**PROBLEM TO SOLVE**
It would help if you retyped the data exactly, leaving out the pictures.

Data entries
= Beginning of Section =

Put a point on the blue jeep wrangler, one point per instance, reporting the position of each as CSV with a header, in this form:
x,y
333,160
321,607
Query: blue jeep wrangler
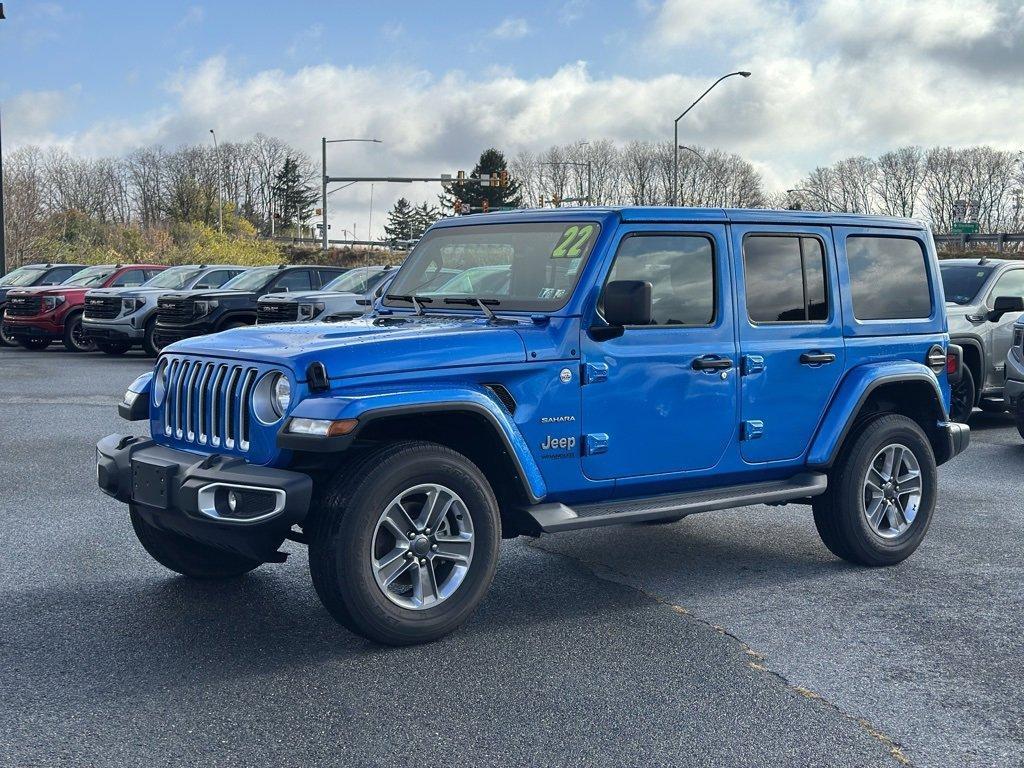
x,y
639,365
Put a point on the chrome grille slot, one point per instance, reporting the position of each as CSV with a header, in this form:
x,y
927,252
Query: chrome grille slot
x,y
244,400
209,402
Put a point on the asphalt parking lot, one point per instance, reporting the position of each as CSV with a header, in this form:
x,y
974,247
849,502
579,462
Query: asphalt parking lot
x,y
724,639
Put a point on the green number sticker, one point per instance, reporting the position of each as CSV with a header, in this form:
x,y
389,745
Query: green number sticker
x,y
573,242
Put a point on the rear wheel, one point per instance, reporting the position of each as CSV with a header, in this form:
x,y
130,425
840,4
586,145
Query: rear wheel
x,y
404,545
881,494
34,344
113,347
75,339
963,395
187,557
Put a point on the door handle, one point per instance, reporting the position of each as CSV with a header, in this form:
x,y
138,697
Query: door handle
x,y
712,363
816,358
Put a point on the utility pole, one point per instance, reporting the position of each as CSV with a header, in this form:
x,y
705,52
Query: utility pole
x,y
220,186
325,178
675,136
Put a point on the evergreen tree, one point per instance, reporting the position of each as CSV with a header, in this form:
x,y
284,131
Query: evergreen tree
x,y
400,221
492,162
293,196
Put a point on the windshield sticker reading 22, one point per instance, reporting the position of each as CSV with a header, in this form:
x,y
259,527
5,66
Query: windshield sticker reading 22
x,y
573,242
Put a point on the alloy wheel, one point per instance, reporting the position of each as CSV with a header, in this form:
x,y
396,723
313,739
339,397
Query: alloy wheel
x,y
892,491
422,547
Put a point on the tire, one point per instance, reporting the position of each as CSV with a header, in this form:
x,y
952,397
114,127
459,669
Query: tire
x,y
113,347
187,557
841,513
150,345
348,530
74,340
34,344
963,396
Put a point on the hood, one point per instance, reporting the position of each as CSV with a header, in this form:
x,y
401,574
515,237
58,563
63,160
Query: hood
x,y
367,345
294,296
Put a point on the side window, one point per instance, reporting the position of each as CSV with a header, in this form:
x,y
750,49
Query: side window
x,y
681,271
888,278
785,279
129,279
1011,284
295,280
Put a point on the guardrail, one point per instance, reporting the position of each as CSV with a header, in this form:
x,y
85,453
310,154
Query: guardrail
x,y
999,240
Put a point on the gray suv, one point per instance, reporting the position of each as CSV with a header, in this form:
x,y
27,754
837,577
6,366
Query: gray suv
x,y
984,298
118,318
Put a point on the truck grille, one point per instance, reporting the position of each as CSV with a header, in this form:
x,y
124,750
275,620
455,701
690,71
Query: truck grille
x,y
175,311
102,307
209,403
24,306
276,311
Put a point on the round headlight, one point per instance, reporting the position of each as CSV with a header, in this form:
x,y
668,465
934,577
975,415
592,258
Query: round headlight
x,y
160,383
282,394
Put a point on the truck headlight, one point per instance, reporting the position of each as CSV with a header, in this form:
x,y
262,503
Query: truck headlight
x,y
205,306
308,311
131,305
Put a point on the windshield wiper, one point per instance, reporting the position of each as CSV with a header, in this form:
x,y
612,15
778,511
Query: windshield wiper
x,y
416,301
483,304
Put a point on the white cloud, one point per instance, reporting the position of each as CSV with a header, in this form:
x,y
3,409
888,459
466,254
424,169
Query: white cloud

= End of Section =

**SOLUTION FOR THIS TASK**
Put a point on the blue jeep wrangler, one point per instance, reporting the position of each as CSV with a header, in this form:
x,y
333,160
321,607
Query: blue jeep wrangler
x,y
639,365
Put a point on the chrome grille slot, one point per instance, reporting the position of each as CSV with a header, in this form:
x,y
927,252
Query: chrome grille slot
x,y
244,400
209,402
Put a point on the asphalt parking lot, one point per instance, reporting the position of each as CSV with a header, in this form:
x,y
974,247
849,502
579,462
Query: asphalt parking lot
x,y
724,639
Put a point on the green number sticker, one point per instance, reporting the position of each as CSV with a header, in this form:
x,y
389,745
Query: green number sticker
x,y
573,242
Put a point on the rear wheel, one point per instance, reporting the position of each as CSV with a header, in this form:
x,y
130,425
840,4
586,145
Query: rear wheel
x,y
404,545
881,494
34,344
113,347
75,339
963,395
187,557
Put a point on the door handle, one point per instance, reporting the position of each as CSV with a header, in this form:
x,y
138,697
Query: door handle
x,y
712,363
816,358
Put a point on the utility pole, one point per instance, reporting the position of each as CSV with a header, in this form:
x,y
705,52
Query: utility pole
x,y
220,186
325,178
675,136
Put a point on the evergreen tree, one point per instance, reporting the position of each as CSV with a header, in this form:
x,y
284,131
Query: evergreen tree
x,y
400,221
492,162
293,196
Put a point on the windshield sticker reading 22, one point per instance, reporting the position of each as CSV with a header, in this form:
x,y
259,527
5,66
Query: windshield sticker reading 22
x,y
573,242
Put a point on the alloy wheel, one point per instance, reporting the position of each as CSV with a header, in this form:
x,y
396,723
313,739
339,397
Query: alloy wheel
x,y
892,491
422,547
Put a point on the tire, one point per instance, reporting the position of each as CSV with a header, in this form:
x,y
952,397
114,127
459,669
Query: tire
x,y
113,347
187,557
841,513
150,345
348,530
74,340
34,344
963,396
Put a point on the hood, one point per instance, reporting the position of each as CSV with a header, in this form:
x,y
401,574
515,237
58,563
63,160
Query: hood
x,y
367,345
294,296
Put a point on the side window, one point per instance, reporting the position of each as CSV with a header, in this form:
x,y
750,49
Query: side window
x,y
681,271
888,278
785,279
129,279
1011,284
295,280
Put a point on the guardrail, one point per instance, reporting the position of each as CSV with a header, in this form:
x,y
85,453
310,154
Query: guardrail
x,y
999,240
Put a point on the gray suv, one point per instance, reporting the position of each as CSV with a header, in this form:
x,y
27,754
837,577
6,366
Query: gray suv
x,y
984,298
118,318
Put a point on the truck grille, one point per instance, reporting the position of each as CSV with a header, in this form:
x,y
124,750
275,620
455,701
690,71
Query: truck grille
x,y
175,311
102,307
209,403
24,306
276,311
Put a point on the round headlight, one point per instance, reporting the position of each as CSV with a header, in this form:
x,y
668,465
934,577
975,415
592,258
Query: round headlight
x,y
160,383
282,394
Put a point on the truck headlight, one point per instance, reporting the position of each as CSV with a header, in this form:
x,y
262,503
Query: truck headlight
x,y
205,306
308,311
131,305
Put a point on the windshield wiper, one point per instance, reporting the position of each as CSV with a header, in this form:
x,y
612,15
778,511
Query: windshield wiper
x,y
416,301
483,304
Put a point on the white cloud, one point per instance, reporting the position of each as CSV with a header, in this form:
x,y
3,409
888,459
466,254
424,169
Query: white cloud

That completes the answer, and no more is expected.